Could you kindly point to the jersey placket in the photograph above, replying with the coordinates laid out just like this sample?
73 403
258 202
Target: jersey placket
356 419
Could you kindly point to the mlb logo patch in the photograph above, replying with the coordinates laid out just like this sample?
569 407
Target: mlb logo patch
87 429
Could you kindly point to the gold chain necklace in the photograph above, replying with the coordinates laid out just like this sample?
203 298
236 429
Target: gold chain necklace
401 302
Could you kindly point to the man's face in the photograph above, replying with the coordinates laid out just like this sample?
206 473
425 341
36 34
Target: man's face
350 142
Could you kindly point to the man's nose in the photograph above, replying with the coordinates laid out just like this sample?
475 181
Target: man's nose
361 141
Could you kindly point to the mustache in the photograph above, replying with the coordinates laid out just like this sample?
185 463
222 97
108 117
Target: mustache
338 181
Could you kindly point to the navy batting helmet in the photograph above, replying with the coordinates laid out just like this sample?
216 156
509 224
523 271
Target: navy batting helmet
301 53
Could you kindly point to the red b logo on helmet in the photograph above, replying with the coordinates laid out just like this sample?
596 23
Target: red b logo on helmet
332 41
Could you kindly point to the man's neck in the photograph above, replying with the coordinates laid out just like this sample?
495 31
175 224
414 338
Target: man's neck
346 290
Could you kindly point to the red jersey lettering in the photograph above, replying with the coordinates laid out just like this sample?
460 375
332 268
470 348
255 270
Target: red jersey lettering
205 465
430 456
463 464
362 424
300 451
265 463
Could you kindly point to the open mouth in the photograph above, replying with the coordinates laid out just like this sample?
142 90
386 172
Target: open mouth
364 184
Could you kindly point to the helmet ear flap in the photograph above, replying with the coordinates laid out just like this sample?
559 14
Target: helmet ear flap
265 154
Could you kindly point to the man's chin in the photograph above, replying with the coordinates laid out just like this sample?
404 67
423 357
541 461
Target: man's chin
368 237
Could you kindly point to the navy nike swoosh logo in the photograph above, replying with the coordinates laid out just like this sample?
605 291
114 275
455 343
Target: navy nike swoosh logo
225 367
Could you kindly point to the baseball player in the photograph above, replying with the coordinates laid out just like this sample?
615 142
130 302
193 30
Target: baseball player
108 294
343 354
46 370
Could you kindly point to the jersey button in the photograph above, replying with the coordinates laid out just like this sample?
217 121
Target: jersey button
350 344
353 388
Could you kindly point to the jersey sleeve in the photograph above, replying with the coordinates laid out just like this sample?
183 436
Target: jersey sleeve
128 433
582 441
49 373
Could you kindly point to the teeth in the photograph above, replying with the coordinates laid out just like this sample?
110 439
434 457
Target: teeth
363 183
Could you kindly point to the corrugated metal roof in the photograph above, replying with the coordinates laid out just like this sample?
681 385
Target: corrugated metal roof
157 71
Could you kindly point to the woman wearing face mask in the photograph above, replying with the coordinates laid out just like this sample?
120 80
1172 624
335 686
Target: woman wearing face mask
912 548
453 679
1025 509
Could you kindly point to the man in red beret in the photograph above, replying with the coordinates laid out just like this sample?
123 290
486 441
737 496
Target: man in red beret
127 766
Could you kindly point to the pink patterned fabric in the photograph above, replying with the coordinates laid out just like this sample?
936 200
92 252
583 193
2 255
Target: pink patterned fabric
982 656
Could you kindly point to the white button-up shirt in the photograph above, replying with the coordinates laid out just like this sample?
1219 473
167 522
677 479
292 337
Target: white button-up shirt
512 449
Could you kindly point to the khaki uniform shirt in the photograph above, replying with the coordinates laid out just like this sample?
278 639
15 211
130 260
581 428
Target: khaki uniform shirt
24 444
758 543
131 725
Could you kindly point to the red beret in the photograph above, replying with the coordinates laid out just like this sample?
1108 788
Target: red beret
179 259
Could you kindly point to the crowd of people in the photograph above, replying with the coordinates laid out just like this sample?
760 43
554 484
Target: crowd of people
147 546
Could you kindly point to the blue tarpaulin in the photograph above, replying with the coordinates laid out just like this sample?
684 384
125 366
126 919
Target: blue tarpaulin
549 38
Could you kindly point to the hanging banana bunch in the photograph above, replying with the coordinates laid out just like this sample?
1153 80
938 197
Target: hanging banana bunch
———
**WRITTEN EXERCISE:**
Please rewrite the lines from the one containing "Could you kindly point to the hanging" through the end of the records above, changing "banana bunch" to "plantain bunch" and keeping everything else the same.

**TASK OUTPUT:**
Could you kindly point to the hanging plantain bunch in the photograph above, replying with the coordinates laid out just like this sample?
1153 80
938 197
Target: hanging plantain bunch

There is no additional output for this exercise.